According to the legal notice, which section of the United States Securities Act of 1933 provides the exemption relied on for the interests not being registered?

TEXT EXTRACT:
+ + +

THE INTERESTS IN CRAWFORD PARTNERS, L.P. (THE "INTERESTS") ARE SUBJECT TO THE RESTRICTIONS ON TRANSFER AND OTHER TERMS AND CONDITIONS SET FORTH IN ARTICLE XII OF THIS AGREEMENT. THE INTERESTS HAVE BEEN ACQUIRED FOR INVESTMENT AND HAVE NOT BEEN REGISTERED UNDER (i) ANY STATE SECURITIES LAW, OR (ii) UNDER THE UNITED STATES SECURITIES ACT OF 1933, AS AMENDED (THE "FEDERAL ACT"), IN RELIANCE UPON THE EXEMPTION PROVIDED IN SECTION 4(2) THEREOF. NEITHER THE INTERESTS NOR ANY PART THEREOF MAY BE OFFERED FOR SALE, PLEDGED, HYPOTHECATED, SOLD, ASSIGNED OR TRANSFERRED, EXCEPT IN COMPLIANCE WITH THE TERMS AND CONDITIONS OF ARTICLE XII OF THIS AGREEMENT, AND (1) PURSUANT TO AN EFFECTIVE REGISTRATION STATEMENT UNDER ANY APPLICABLE STATE SECURITIES LAWS OR IN A TRANSACTION THAT IS EXEMPT FROM REGISTRATION UNDER ANY SUCH SECURITIES LAWS OR THAT IS OTHERWISE IN COMPLIANCE WITH SUCH SECURITIES LAWS, AND (2) PURSUANT TO AN EFFECTIVE REGISTRATION STATEMENT UNDER THE FEDERAL ACT OR IN A TRANSACTION THAT IS EXEMPT FROM REGISTRATION UNDER THE FEDERAL ACT OR THAT IS OTHERWISE IN COMPLIANCE WITH THE FEDERAL ACT.

+ + +

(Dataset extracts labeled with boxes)
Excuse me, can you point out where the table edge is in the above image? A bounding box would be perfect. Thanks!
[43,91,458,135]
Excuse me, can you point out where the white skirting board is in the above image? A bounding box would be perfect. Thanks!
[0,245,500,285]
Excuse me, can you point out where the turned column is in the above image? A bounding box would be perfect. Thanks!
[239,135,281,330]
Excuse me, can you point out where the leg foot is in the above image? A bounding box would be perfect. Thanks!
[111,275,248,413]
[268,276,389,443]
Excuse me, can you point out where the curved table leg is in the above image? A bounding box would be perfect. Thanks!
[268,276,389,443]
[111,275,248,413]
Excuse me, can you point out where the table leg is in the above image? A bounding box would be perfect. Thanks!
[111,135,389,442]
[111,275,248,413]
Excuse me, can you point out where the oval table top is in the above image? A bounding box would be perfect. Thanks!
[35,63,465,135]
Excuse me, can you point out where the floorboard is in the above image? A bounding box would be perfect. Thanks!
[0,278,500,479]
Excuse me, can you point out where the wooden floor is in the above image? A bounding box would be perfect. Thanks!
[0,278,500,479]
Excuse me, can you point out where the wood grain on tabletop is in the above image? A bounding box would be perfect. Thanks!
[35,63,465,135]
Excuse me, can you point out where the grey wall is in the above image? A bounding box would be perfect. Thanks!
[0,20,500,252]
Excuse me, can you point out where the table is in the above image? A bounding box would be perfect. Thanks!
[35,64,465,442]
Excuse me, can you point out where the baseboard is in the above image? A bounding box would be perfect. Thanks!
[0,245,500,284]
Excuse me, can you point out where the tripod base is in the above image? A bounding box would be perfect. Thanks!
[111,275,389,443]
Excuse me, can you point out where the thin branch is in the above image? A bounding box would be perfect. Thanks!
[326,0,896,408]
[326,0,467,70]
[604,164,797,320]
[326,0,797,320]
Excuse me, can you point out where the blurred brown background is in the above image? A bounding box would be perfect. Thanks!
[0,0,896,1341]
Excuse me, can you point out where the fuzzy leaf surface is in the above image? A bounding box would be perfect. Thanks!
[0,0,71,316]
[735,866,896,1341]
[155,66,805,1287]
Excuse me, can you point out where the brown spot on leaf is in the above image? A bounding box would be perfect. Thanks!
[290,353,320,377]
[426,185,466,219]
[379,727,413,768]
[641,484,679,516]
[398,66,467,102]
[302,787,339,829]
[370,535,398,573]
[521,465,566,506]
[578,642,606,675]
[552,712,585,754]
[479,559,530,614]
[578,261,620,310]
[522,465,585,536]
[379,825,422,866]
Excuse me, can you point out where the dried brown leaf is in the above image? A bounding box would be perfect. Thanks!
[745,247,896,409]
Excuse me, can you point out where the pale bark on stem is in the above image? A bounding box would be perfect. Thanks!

+ + +

RESPONSE: Section 4(2)